Material shown:
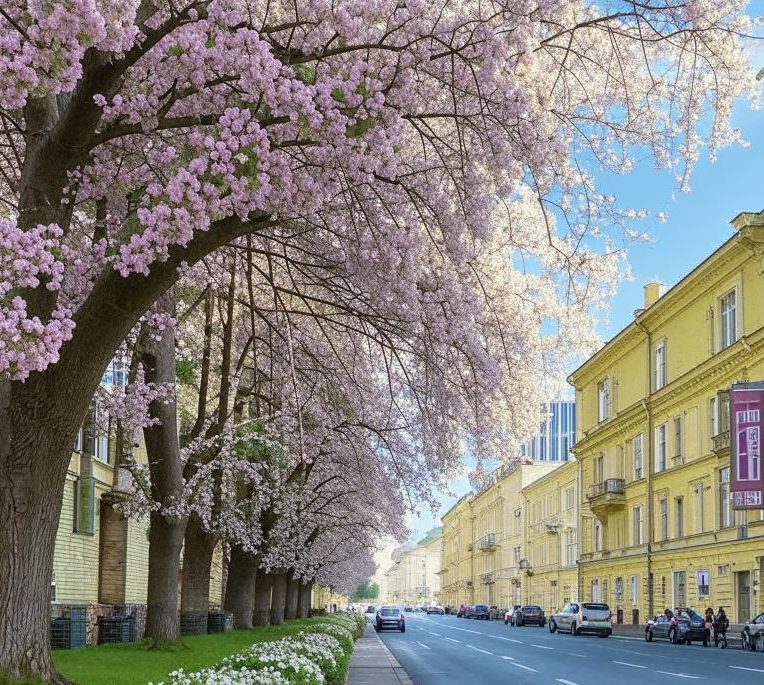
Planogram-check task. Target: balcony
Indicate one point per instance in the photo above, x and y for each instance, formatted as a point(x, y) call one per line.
point(607, 496)
point(487, 542)
point(721, 443)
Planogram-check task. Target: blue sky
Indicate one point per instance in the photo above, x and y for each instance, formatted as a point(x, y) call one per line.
point(697, 223)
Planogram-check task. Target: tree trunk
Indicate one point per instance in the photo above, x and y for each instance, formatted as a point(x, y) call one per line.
point(199, 546)
point(305, 599)
point(278, 597)
point(293, 597)
point(32, 471)
point(240, 586)
point(167, 485)
point(263, 588)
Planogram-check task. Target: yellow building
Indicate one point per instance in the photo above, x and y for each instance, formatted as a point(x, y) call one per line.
point(552, 511)
point(485, 551)
point(657, 528)
point(414, 578)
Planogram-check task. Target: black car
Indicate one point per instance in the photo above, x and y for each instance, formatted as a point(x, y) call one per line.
point(530, 614)
point(479, 611)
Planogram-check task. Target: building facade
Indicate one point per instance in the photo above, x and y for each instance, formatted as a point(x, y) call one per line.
point(658, 529)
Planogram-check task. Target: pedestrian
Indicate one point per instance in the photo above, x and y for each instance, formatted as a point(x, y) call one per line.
point(720, 627)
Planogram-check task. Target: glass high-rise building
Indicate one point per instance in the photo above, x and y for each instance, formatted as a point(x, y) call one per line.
point(556, 434)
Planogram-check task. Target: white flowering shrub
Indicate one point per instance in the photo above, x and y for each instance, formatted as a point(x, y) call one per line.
point(317, 655)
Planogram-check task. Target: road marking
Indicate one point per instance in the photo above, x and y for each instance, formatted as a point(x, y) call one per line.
point(477, 649)
point(626, 663)
point(743, 668)
point(525, 668)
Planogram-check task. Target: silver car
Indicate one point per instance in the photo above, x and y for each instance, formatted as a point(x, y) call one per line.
point(390, 617)
point(583, 617)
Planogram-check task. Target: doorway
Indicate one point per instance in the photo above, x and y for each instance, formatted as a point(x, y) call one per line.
point(680, 589)
point(743, 583)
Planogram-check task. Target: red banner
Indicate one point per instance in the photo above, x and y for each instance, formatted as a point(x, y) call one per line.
point(746, 414)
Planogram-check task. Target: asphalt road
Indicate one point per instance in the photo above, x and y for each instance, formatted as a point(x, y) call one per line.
point(444, 650)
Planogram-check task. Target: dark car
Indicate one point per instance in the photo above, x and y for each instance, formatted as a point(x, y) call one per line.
point(479, 611)
point(390, 617)
point(752, 636)
point(530, 615)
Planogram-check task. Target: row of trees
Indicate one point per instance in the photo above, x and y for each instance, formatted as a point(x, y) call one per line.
point(378, 218)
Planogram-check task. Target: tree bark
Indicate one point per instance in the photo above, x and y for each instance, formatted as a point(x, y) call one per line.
point(263, 588)
point(167, 484)
point(278, 597)
point(240, 586)
point(199, 547)
point(292, 598)
point(303, 610)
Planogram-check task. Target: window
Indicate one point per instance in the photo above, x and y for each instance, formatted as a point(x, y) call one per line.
point(636, 522)
point(636, 446)
point(603, 399)
point(728, 319)
point(571, 547)
point(677, 436)
point(663, 508)
point(679, 522)
point(659, 362)
point(660, 448)
point(725, 506)
point(713, 416)
point(697, 505)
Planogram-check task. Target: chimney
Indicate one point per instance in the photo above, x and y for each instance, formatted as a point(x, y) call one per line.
point(748, 219)
point(652, 292)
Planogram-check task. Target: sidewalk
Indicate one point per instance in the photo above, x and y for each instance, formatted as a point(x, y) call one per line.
point(372, 662)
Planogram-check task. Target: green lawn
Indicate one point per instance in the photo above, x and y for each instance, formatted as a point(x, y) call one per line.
point(135, 664)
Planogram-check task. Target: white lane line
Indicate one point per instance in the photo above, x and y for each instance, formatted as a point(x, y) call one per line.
point(626, 663)
point(477, 649)
point(525, 668)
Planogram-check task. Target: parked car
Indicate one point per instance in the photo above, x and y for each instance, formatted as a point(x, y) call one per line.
point(509, 615)
point(436, 610)
point(577, 618)
point(390, 617)
point(479, 611)
point(691, 627)
point(662, 627)
point(530, 614)
point(752, 635)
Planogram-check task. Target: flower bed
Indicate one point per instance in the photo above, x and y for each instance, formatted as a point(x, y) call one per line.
point(318, 655)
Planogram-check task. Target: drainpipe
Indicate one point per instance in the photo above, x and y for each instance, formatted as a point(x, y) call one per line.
point(649, 471)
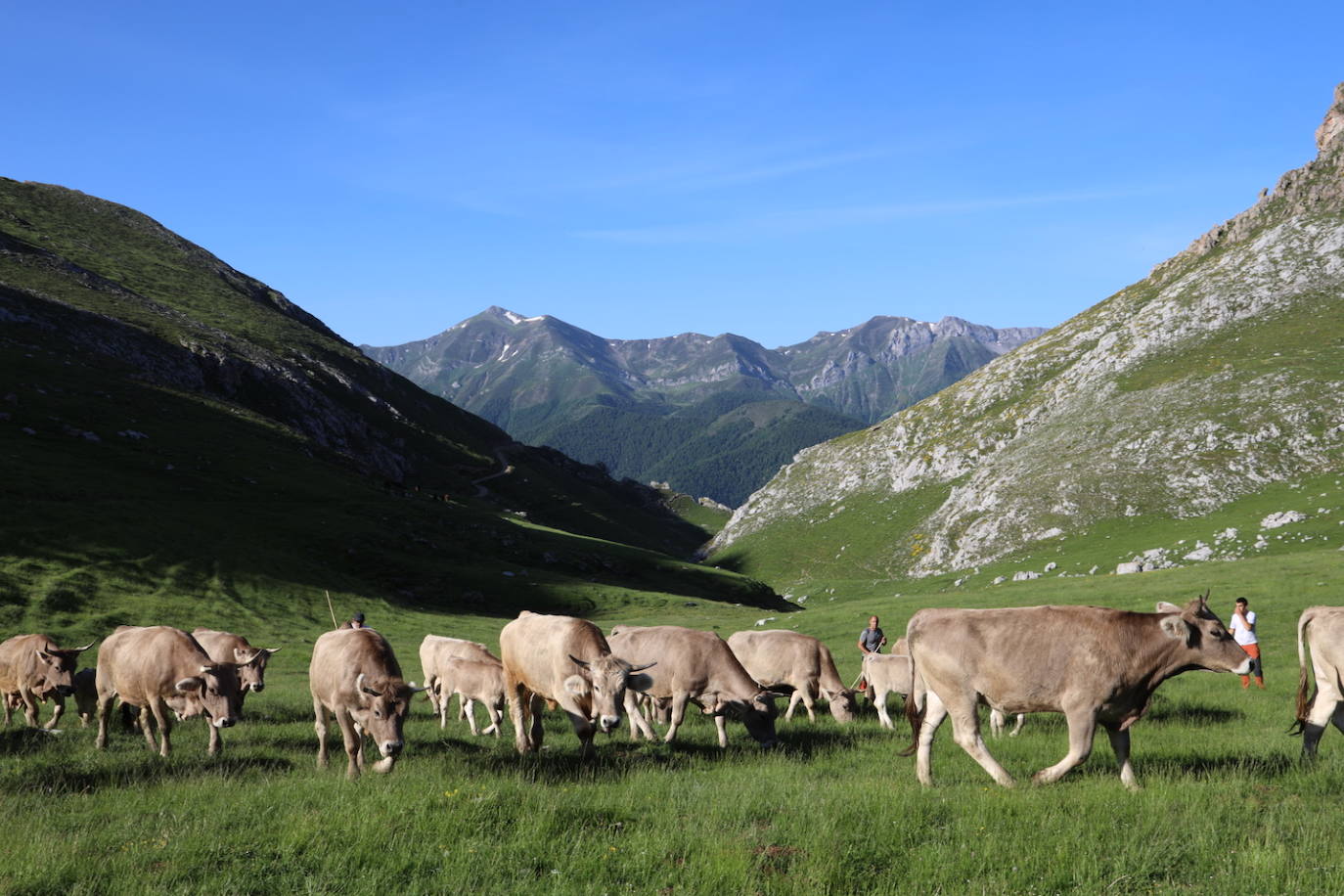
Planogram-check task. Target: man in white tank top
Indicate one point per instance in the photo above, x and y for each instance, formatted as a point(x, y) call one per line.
point(1243, 629)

Exercise prompt:
Only what runs from the line containing "Planogram-check task. Target: window" through the end of the entries above should be extracted, exactly and without pictures.

Output:
Planogram-check task. Target: window
Indicate one point per instance in the photo above, x and y for each instance, formatted as a point(x, y) call one per line.
point(636, 522)
point(636, 446)
point(603, 399)
point(728, 319)
point(571, 547)
point(677, 436)
point(663, 508)
point(679, 522)
point(659, 362)
point(660, 448)
point(725, 506)
point(713, 416)
point(697, 505)
Planogram-check task. Target: chimney
Indicate one point per instance in the photo above, x and y for each instance, formatted as a point(x, y) call one per line.
point(748, 219)
point(652, 292)
Planogram-check task. Target: sidewalk
Indicate one point per instance in the photo above, x and y for each instance, formatted as a point(x, y) call one per line.
point(372, 662)
Planogram-check task. Target: green lawn
Indicate one point per instance in the photo above, x and y for each instance, formatted as a point(x, y) call one per line.
point(135, 664)
Planogram-check task. Target: white lane line
Indicate one point per instance in the photo above, x and y for each instance, formatted as a point(x, y) call one per line.
point(626, 663)
point(477, 649)
point(525, 668)
Planogram-check task. Target: parked car
Indicate one point per instance in the photo above, x and y for each instance, formatted as a point(x, y) call one per line.
point(509, 615)
point(436, 610)
point(577, 618)
point(390, 617)
point(479, 611)
point(691, 627)
point(662, 627)
point(530, 614)
point(752, 635)
Planogram-check task. Target: flower bed
Indicate one point per instance in the photo above, x and y for each instance, formatted as a point(x, y) call one per line.
point(318, 655)
Planogram-check task. Target: drainpipe
Indicate one point per instance in the photo above, x and y for each instance, formatted as a point(x, y) call one per line.
point(649, 471)
Planogram-check task. Target: man in white tank top
Indicate one point per instance in the photo above, x and y for each instance, formatted as a point(x, y) call one per line.
point(1243, 629)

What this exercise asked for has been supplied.